▶ Textauszug:
※ ※ ※
Samstag, 28. Januar 2012

Aquileia

Zoch ist ein Ausstattungs-Verlag. Man macht den Karton eines neuen Spiels auf und denkt: „Hui, das sieht ja toll aus!“ Es sei denn, das neue Spiel heißt AQUILEIA. Dann macht man den Karton auf und denkt: „Ui, das ist wirklich von Zoch?“ – Blasser Spielplan, Miniatur-Münzen, Standardpöppel: Nennen wir diesen Stil mal Neue Sachlichkeit. Weg vom Pathos, hin zum Gebrauchsmaterial. Geht auch und funktioniert. Enttäuscht jedoch die hohen Erwartungen.

Wie geht AQUILEIA? Wir haben es mit einem Personaleinsatz-Spiel zu tun, erkennbar an folgenden Merkmalen: 1. Reihum setzen die Spieler ihre Figuren auf Felder oder in Spielplan-Bereiche. 2. In einer bestimmten Reihenfolge werden diese Bereiche anschließend ausgewertet.
Häufig (und so auch bei AQUILEIA) geht es darum, sich an einer Stelle des Spielplans Baustoffe (hier: Münzen und Sklaven) zu holen und sie anderswo in vorgegebenen Kombinationen zu wieder abzugeben, was in irgendeiner Form Siegpunkte bringt.
Die Siegpunkte sind der eine originelle Teil von AQUILEIA. Häuser zu bauen allein genügt hier nämlich nicht. Man muss sich auch noch darum bemühen, dass die Gebäude etwas zählen. Es gibt vier farbige und einen farblosen Stadtteil. In den farbigen Regionen zählen Häuser am Schluss nur dann für mich Punkte, wenn ich eine Wertungskarte derselben Farbe besitze. Die Anzahl der Karten ist der Multiplikator. Es ist also viel, viel besser, alle meine Häuser in denselben Farbbezirk zu bauen und gleichfarbige Karten ranzuschaffen als mich über das gesamte Stadtgebiet zu verstreuen.
※ ※ ※
▶ Gespeicherte Einträge:
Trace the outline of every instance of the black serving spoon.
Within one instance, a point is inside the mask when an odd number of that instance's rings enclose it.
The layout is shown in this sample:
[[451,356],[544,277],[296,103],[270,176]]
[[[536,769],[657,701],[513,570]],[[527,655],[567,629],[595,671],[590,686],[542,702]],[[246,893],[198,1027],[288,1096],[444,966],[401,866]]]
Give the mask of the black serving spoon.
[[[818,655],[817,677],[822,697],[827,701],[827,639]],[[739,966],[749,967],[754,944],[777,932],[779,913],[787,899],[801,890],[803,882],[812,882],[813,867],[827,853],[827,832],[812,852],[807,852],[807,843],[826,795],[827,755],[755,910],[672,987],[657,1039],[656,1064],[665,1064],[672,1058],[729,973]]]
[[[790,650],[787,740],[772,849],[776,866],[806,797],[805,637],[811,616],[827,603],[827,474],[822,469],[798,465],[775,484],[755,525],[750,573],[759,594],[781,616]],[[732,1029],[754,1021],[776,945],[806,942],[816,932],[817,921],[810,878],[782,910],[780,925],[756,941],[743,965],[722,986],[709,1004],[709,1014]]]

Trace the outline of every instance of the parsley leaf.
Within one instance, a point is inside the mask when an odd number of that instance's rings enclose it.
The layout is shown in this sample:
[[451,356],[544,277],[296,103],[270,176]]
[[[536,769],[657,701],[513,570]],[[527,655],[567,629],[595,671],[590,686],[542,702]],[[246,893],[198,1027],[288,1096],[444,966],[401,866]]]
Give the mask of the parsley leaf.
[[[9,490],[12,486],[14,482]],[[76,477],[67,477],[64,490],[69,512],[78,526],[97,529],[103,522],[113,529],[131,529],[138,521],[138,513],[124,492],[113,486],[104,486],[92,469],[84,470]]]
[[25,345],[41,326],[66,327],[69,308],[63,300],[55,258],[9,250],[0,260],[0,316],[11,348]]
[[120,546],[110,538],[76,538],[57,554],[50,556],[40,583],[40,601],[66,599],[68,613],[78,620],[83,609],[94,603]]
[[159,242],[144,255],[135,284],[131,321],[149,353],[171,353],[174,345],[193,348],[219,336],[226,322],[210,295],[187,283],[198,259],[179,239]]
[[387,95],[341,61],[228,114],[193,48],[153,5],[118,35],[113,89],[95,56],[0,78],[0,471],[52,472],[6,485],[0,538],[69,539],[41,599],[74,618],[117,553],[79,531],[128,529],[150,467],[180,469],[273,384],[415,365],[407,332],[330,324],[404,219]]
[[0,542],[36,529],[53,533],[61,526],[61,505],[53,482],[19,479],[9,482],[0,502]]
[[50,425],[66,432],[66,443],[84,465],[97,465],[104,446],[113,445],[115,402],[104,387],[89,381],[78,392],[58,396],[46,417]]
※ ※ ※
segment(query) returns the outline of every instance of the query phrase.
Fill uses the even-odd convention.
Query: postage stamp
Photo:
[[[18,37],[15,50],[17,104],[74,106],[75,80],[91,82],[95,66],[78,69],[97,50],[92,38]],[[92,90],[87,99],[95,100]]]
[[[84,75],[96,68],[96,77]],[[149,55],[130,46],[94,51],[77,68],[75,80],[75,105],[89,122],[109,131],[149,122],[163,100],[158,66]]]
※ ※ ※
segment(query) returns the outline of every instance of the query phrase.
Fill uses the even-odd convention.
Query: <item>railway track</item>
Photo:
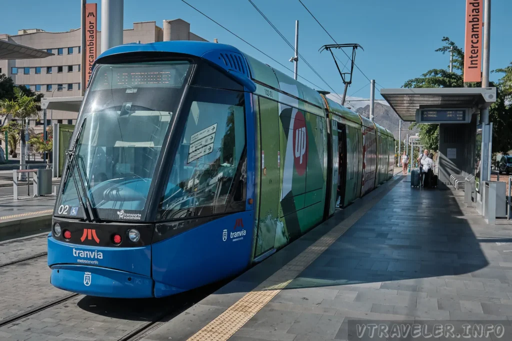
※ ※ ※
▶ Aufgaben:
• 1. Wiederhole aus der Spielbesprechung wörtlich den Abschnitt zwischen „Die Siegpunkte sind“ und „Stadtgebiet zu verstreuen.“, beide eingeschlossen.
• 2. Setze die Spielbesprechung zu AQUILEIA im Anschluss an ihren letzten Satz fort.
Die Einträge haben hierfür keine Bedeutung.

▶ Lösungen:
• 1.
Die Siegpunkte sind der eine originelle Teil von AQUILEIA. Häuser zu bauen allein genügt hier nämlich nicht. Man muss sich auch noch darum bemühen, dass die Gebäude etwas zählen. Es gibt vier farbige und einen farblosen Stadtteil. In den farbigen Regionen zählen Häuser am Schluss nur dann für mich Punkte, wenn ich eine Wertungskarte derselben Farbe besitze. Die Anzahl der Karten ist der Multiplikator. Es ist also viel, viel besser, alle meine Häuser in denselben Farbbezirk zu bauen und gleichfarbige Karten ranzuschaffen als mich über das gesamte Stadtgebiet zu verstreuen.

• 2.
Im farblosen Stadtteil zählen die Häuser bei Spielende gar nichts. Sie punkten jedoch vorher in jedem Durchgang, sofern ich einen der drei Plätze im „Portus“ besetze – was nicht nur eine meiner Figuren bindet, sondern auch eine Münze kostet.
Der zweite originelle Teil von AQUILEIA sind Duelle: An den Einsetzorten „Arena“ (hier geht es um Geld und Siegpunkte) und „Stadium“ (hier geht es um Geld und Wertungskarten) kämpfen die versammelten Pöppel die Plätze eins bis drei aus. Würfel spielen dabei eine beträchtliche Rolle.

Was passiert? Die beiden originellen Faktoren genügen, um selbst dieses x-te Personaleinsatz-Spiel noch spielerisch interessant erscheinen zu lassen. Reizvolle Fragen sind zunächst dieselben wie immer in diesem Genre: Welche Felder erscheinen mir am stärksten? Wo sollte ich sofort hingehen? Wo kann ich abwarten, weil dort voraussichtlich noch nächste Runde ein Platz für mich frei ist?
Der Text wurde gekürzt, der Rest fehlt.